Digital ad sales for NBC Sports’ authenticated online stream of the Olympic Games in Rio are 33 percent higher than sales during the 2012 Games in London. That puts the network well on track to reach the 50 percent mark forecast by its advertising sales chief.
Hitting its ad sales mark is critically important for NBC: the network paid a total of $12.13 billion -- $4.38 billion in 2011, and $7.75 billion in 2014 -- to the International Olympic Committee for exclusive U.S. television rights to the Games through 2032.
So far, NBC has sold $1.2 billion in national advertising inventory -- broadcast and digital included -- for the Rio Games, or 20 percent higher than it reached at the opening of the London Games. The network ultimately sold $1.3 billion in ads back in 2012, once local affiliate and owned-and-operated station revenue was included.
"For the first time ever we got to our budgeted number weeks in advance," EVP of ad sales for NBC Sports Group Seth Winter told AdAge. The network passed $1 billion in sales back in March.
Marketers can reportedly still book business with NBC Sports, though all of its premium inventory is gone, AdAge noted. Ad slots may still be available on the upper-channel cable networks that are broadcasting many of the events. But online, there is likely an even bigger range of opportunities.
NBC Sports has committed to streaming 4,500 hours of coverage from Rio, as we noted in a recent special report, over a number of channels including both its cable networks and its authenticated app. The app will also offer a huge amount of on-demand video such as athlete profiles, opening up more advertising space; and will feature “auto-synchronized data overlays” for desktop computers, tablets and smartphones. Additionally, Snapchat is NBC’s social media partner for the Games and offers an “Olympic Discover” channel co-produced with Buzzfeed among other highlights.
Interestingly, Winter didn’t solely credit audience numbers from London as a driver for inventory sales during this year’s Games. Bad news from Rio -- reported safety issues, the rise of the Zika virus, and infrastructure problems like shoddy construction of the Olympic Village and facilities like the sailing dock -- meant good news for NBC advertising. Winter said the reports “raised awareness” around the Games and will bring more viewers to various screens, whether it’s traditional TV or mobile devices.
Total ad revenue figures for NBC’s Olympics coverage won’t be in until after the Games conclude, and currently don’t include local affiliate or Snapchat revenues.

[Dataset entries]
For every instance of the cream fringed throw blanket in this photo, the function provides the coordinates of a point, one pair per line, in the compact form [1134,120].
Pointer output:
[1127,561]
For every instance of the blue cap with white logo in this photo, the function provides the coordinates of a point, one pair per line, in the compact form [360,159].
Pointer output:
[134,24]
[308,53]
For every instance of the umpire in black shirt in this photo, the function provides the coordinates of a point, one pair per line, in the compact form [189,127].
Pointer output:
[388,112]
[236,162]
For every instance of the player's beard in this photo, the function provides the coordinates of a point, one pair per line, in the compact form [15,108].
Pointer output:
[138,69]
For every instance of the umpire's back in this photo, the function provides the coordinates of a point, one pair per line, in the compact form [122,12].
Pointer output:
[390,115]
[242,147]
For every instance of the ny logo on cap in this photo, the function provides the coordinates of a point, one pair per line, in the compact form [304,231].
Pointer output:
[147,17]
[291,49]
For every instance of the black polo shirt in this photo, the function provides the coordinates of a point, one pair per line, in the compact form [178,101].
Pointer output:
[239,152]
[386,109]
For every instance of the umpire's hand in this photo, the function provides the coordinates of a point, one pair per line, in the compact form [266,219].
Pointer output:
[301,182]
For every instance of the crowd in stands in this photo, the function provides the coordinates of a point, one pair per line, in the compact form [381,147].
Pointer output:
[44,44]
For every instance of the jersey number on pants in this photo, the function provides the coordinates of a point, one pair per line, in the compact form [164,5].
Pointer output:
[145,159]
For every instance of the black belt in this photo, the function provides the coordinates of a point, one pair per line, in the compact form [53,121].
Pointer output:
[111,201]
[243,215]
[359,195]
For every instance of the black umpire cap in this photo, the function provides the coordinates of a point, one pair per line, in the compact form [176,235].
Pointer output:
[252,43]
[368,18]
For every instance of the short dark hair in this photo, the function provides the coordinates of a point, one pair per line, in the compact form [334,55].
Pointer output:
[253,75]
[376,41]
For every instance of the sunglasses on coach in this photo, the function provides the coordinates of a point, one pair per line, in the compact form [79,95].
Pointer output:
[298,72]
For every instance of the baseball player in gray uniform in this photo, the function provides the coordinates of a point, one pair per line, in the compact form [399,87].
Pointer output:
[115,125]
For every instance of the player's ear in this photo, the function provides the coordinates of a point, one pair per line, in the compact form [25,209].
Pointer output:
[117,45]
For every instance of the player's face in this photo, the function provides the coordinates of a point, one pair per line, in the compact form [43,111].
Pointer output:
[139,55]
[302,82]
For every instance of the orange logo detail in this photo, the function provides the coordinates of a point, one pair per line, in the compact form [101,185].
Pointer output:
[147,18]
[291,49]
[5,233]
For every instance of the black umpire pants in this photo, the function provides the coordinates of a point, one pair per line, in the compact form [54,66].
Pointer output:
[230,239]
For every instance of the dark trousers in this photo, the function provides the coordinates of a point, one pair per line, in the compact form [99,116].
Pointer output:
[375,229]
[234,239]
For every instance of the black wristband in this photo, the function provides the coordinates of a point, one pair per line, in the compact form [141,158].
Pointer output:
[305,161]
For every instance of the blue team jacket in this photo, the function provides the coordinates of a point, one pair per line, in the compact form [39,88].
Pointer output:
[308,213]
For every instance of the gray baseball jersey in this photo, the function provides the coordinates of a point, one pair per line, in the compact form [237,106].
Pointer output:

● Action item
From the article on NBC's Olympic ad sales, put this sentence into Spanish: "Marketers can reportedly still book business with NBC Sports, though all of its premium inventory is gone, AdAge noted."

● Result of this task
Al parecer, los anunciantes todavía pueden cerrar acuerdos con NBC Sports, aunque ya se agotó todo su inventario premium, según señaló AdAge.